選択本文:
____________________
インタビュアー では次に、民主党の代表選挙についてお聞きします。この代表選挙では、前代表の菅直人、保守出身の鳩山由紀夫、社会党出身の横路孝弘の3人が立候補し、決選投票の結果、鳩山が新代表に選ばれました。
H・T 各候補者の主張を見ると、自民党総裁選の図式とは違ったパターンになっていることがわかります。自民党総裁選の場合は、明確に改憲を主張する山崎と、明確に新自由主義路線を掲げる加藤、そしてどちらの点でも中間的な小渕という構図でしたが、民主党代表選挙の場合は、鳩山が改憲も新自由主義もともに熱心に主張し、菅は論憲という小渕的立場をとり、横路は護憲的押し出しを行なったものの、新自由主義に関しては3者の間に大きな対立はないという構図になっていました。
そして、改憲にも新自由主義にも熱心な鳩山が新代表に選ばれたことは、民主党という政党の方向性が明確に新保守主義へと定められたことを意味しています。しかし、破れた残りの候補者もかなりの票数を獲得しているので、鳩山新代表は「改憲」に関しては一定の制約を受ける立場にあります。
ですから、言葉の上では曖昧だが実質的には新保守主義を実行していく小渕自民党と、言葉の上では新保守主義的方向性が明確だが、一定の制約を持っている鳩山民主党とが、最大与党と最大野党として対峙しあうことになります。いったい、この両政党の間にいかなる根本的な対立がありうるのか、と問うべきでしょう。
マスコミは、対立軸が不鮮明とよく言いますが、それもそのはずであって、マスコミ自身も含めて、今後の日本の進路に関してはすべて大枠の合意があるのです。ですから、民主党の野党的性格に幻想を持つことは、最初から危険なものでしたが、現在ではいっそう危険なものになっています。鳩山新体制下の民主党も、いったい自民党と自分たちとの違いは根本的にどこにあるのか説明することができません。
インタビュアー そこらへんは、当事者自身も自覚しているようですね。
____________________
課題 A:
本文について、次の問いに答えよ。
(i) 民主党の代表選挙に立候補した3人は誰か。
(ii) 自民党総裁選で、明確に新自由主義路線を掲げた候補者は誰か。
(iii) 民主党代表選挙で、菅はどのような立場をとったとされているか。
課題 B:
本文の次の一文を英語に訳せ。「マスコミは、対立軸が不鮮明とよく言いますが、それもそのはずであって、マスコミ自身も含めて、今後の日本の進路に関してはすべて大枠の合意があるのです。」
課題 C:
本文の「マスコミは、対立軸が不鮮明と」から「インタビュアー そこらへんは、当事者自身も自覚しているようですね。」までの部分を、一字も変えずに書き写せ。
リストはこの作業とは関わりがない。

表示データ:
____________________
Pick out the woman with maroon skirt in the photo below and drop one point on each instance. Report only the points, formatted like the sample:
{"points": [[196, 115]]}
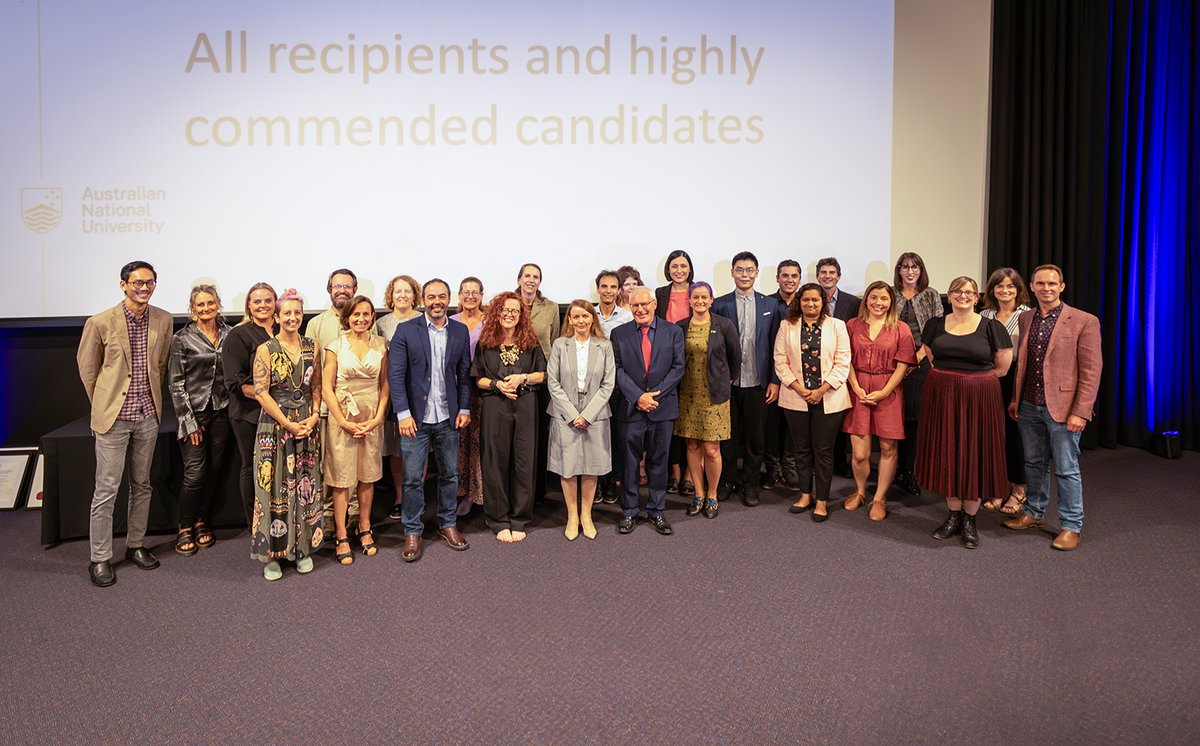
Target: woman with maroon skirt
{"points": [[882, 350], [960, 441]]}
____________________
解答 A:
(i) 菅直人、鳩山由紀夫、横路孝弘
(ii) 加藤
(iii) 論憲という小渕的立場

解答 B:
The mass media often say that the axis of confrontation is unclear, and that is only to be expected: there is a broad consensus, the media themselves included, on everything concerning Japan's future course.

解答 C:
マスコミは、対立軸が不鮮明とよく言いますが、それもそのはずであって、マスコミ自身も含めて、今後の日本の進路に関してはすべて大枠の合意があるのです。ですから、民主党の野党的性格に幻想を持つことは、最初から危険なものでしたが、現在ではいっそう危険なものになっています。鳩山新体制下の民主党も、いったい自民党と自分たちとの違いは根本的にどこにあるのか説明することができません。
インタビュアー そこらへんは、当事者自身も自覚しているようですね。